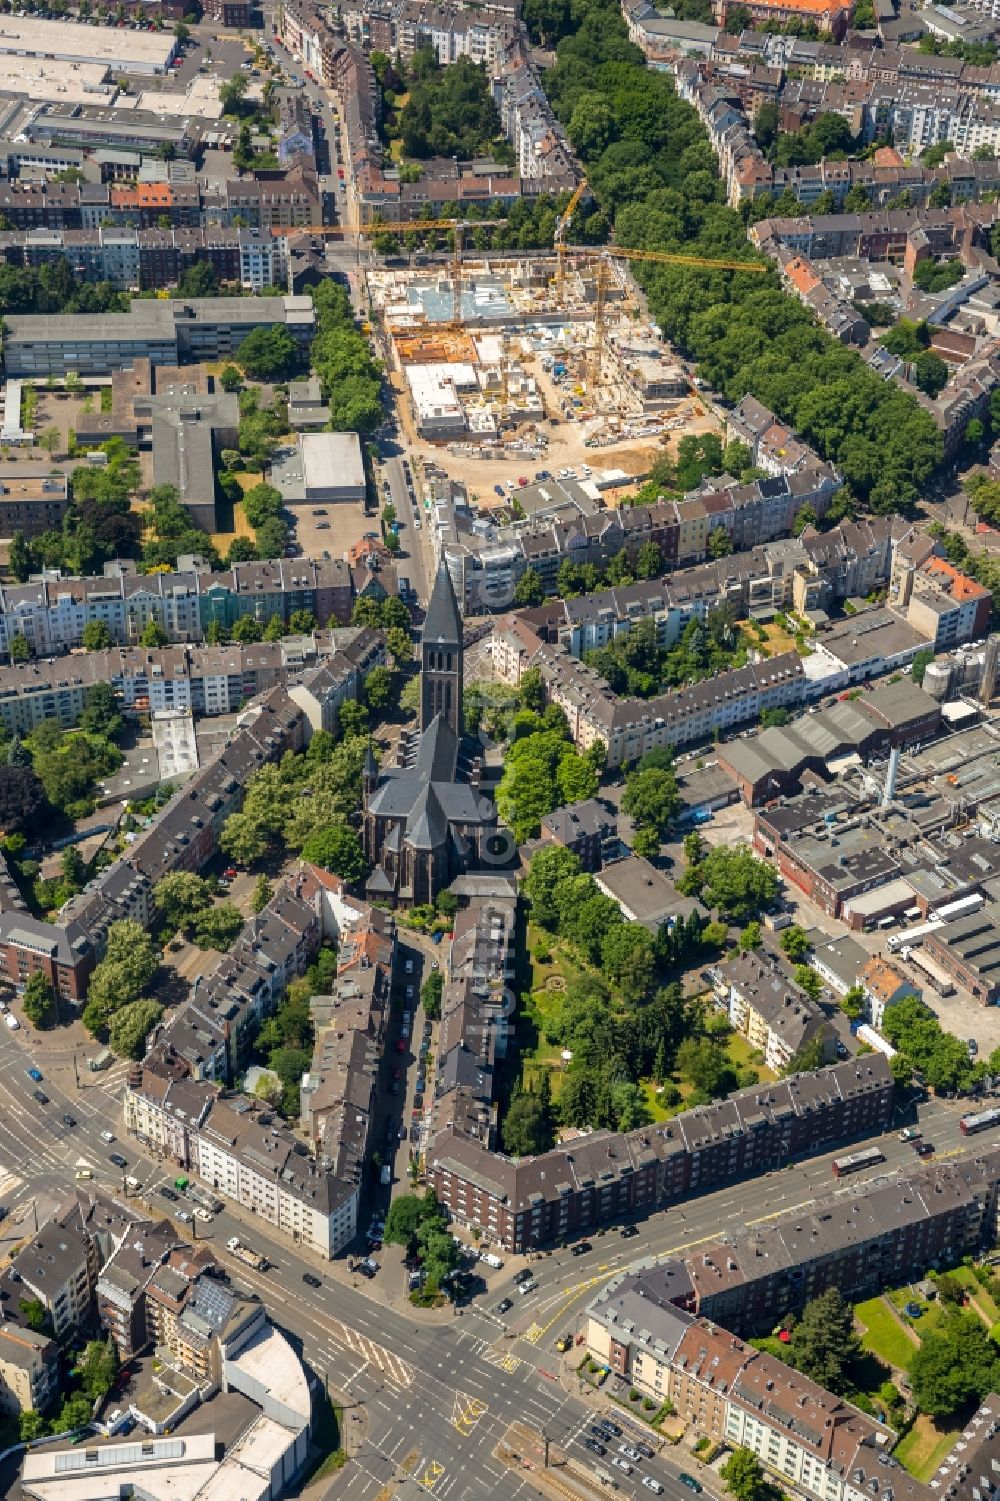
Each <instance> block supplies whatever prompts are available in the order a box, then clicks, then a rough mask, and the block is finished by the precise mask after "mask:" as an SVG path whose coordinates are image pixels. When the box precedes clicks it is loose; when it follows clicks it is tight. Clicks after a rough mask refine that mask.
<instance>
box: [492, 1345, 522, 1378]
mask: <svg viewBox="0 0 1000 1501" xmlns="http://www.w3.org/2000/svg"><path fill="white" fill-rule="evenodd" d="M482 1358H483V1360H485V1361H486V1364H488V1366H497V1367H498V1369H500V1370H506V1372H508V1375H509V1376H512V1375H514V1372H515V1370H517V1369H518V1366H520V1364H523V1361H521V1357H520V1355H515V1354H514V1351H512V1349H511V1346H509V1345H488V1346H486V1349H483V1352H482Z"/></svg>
----
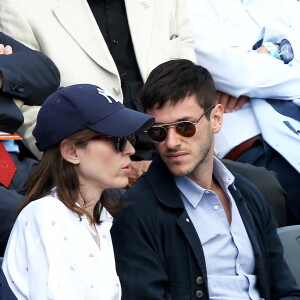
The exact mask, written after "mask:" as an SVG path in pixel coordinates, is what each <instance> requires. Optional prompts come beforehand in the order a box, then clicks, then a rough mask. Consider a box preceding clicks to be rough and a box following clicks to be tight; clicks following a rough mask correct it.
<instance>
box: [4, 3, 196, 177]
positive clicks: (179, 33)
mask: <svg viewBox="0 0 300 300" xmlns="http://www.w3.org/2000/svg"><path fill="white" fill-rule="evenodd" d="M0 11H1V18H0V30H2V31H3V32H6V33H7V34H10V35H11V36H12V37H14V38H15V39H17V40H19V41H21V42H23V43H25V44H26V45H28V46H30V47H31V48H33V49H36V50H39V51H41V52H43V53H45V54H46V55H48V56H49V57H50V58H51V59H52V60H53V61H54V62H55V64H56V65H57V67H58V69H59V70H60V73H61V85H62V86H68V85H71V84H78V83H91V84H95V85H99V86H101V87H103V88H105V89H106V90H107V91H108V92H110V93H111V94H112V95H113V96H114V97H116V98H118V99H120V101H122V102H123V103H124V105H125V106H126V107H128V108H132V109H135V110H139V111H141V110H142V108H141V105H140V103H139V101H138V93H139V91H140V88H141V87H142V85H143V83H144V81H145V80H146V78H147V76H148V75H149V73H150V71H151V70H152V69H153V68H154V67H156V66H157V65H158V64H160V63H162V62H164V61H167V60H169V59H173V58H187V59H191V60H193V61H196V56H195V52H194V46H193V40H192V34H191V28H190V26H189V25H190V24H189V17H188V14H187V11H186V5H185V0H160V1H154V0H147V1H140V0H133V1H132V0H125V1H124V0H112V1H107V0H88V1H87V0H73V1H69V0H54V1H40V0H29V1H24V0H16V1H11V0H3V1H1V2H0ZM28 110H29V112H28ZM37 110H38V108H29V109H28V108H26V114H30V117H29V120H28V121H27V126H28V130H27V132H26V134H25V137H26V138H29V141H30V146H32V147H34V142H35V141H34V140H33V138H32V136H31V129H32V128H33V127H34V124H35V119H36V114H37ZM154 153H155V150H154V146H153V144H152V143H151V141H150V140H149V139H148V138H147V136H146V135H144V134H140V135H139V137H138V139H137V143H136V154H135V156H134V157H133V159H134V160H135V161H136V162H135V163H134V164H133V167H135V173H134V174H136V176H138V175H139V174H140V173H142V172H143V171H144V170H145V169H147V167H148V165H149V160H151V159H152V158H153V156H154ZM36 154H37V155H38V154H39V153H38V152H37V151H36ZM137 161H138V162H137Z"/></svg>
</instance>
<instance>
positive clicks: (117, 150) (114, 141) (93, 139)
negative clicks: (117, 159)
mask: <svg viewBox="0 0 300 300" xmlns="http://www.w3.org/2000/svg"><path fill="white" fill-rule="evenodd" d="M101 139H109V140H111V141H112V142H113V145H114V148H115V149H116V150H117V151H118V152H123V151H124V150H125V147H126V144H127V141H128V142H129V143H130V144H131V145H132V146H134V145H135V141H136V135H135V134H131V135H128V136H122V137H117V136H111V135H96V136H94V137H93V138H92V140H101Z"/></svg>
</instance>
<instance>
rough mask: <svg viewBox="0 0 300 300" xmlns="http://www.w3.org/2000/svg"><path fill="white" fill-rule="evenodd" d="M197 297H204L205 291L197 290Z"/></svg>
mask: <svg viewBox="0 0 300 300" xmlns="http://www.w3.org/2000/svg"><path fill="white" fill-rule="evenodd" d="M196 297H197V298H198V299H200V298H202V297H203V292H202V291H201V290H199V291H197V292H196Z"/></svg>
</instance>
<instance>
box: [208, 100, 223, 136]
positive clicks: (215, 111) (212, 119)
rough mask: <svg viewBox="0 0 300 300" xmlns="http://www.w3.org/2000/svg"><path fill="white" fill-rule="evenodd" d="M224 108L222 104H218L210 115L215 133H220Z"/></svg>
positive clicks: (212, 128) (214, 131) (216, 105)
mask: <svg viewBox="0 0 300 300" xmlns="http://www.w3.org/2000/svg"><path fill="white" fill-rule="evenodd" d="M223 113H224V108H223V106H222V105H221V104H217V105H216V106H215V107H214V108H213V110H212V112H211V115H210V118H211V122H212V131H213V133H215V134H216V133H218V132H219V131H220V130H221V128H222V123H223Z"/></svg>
----
:: The problem ::
In the material above, please find every line that includes the word "after" and copy it.

:: Response to the exercise ::
Each <instance> block supplies whatever prompts are available in the order a box, then clicks, then a rough mask, and the block is finished by the precise mask after "mask:" as an SVG path whose coordinates are image pixels. When the box precedes clicks it is loose; when it follows clicks it is tight. Clicks after a rough mask refine that mask.
The exact mask, written after "mask:" as an SVG path in pixel coordinates, is what each <instance> requires. Optional prompts come beforehand in the order a box, then clicks, then a rough mask. Consider a box preceding clicks to be rough and a box following clicks to be tight; clicks following a rough mask correct it.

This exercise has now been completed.